_EXERCISE DETAILS_. Please reproduce every one of the records below word for word, omitting the pictures.

[Begin]

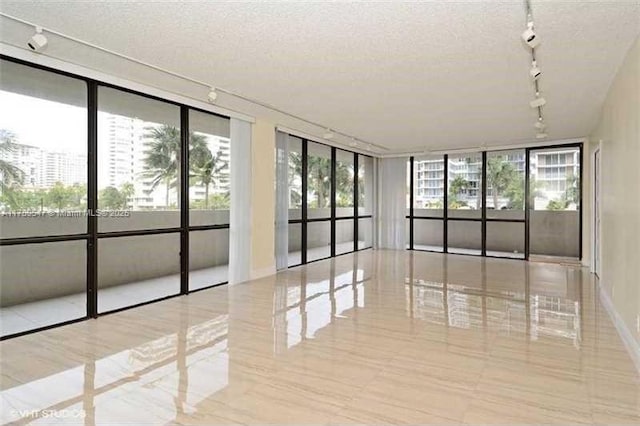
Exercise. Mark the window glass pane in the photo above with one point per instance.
(408, 191)
(428, 186)
(555, 200)
(344, 183)
(43, 152)
(555, 179)
(365, 185)
(318, 240)
(295, 243)
(427, 234)
(208, 258)
(344, 236)
(209, 169)
(506, 184)
(318, 180)
(365, 233)
(138, 161)
(42, 284)
(295, 177)
(133, 270)
(464, 237)
(505, 239)
(465, 185)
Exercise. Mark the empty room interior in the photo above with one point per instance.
(219, 212)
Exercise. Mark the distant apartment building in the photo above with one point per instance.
(43, 168)
(552, 172)
(125, 140)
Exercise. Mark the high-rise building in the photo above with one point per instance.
(552, 172)
(42, 168)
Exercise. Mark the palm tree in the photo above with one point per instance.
(457, 186)
(11, 176)
(206, 168)
(501, 176)
(319, 171)
(162, 157)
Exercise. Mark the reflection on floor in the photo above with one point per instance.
(373, 337)
(315, 253)
(28, 316)
(455, 250)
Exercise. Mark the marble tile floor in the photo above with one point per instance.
(376, 337)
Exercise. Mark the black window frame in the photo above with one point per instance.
(93, 236)
(304, 221)
(484, 219)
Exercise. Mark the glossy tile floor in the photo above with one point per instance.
(28, 316)
(375, 337)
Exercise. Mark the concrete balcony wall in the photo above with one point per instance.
(35, 272)
(552, 233)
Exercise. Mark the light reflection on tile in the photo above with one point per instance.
(374, 337)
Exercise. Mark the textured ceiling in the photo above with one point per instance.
(408, 76)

[End]

_THE RESULT_.
Exercise. Mark the window glass pane in the photo above with one point per instance.
(408, 191)
(428, 186)
(555, 200)
(344, 183)
(43, 152)
(555, 179)
(365, 185)
(318, 240)
(295, 243)
(427, 234)
(208, 258)
(344, 236)
(209, 169)
(506, 184)
(318, 180)
(365, 233)
(138, 161)
(42, 284)
(295, 177)
(133, 270)
(464, 237)
(505, 239)
(465, 185)
Exercise. Mark the empty room interior in the photo above with one point per instance.
(219, 212)
Exercise. Mark the distant apartment building in the photo above with one point per instance.
(43, 168)
(552, 172)
(125, 140)
Exercise. Mark the high-rise building in the photo above with one point per instance.
(552, 172)
(42, 168)
Exercise. Mark the palm tree in the photo above with one point per instance.
(457, 186)
(11, 176)
(206, 168)
(501, 176)
(319, 171)
(162, 157)
Exercise. Mark the reflection on floor in the photo above with one point per instance.
(373, 337)
(315, 253)
(28, 316)
(455, 250)
Exercise. Mark the marble tile floor in the photo above with one point per instance.
(376, 337)
Exercise. Mark the black window frame in the photo above with one point per instance.
(93, 236)
(304, 221)
(484, 219)
Exercise. Mark the glossy tile floor in the photo above with one point per instance.
(28, 316)
(375, 337)
Exercise. Mark the concrete balcony wall in the photo above with one point per instance.
(35, 272)
(552, 233)
Exercise. Mark the light reflection on tile in the photo above with one point per instance.
(374, 337)
Exercise. Mark the textured ceiling in the photo above with one point per instance.
(408, 76)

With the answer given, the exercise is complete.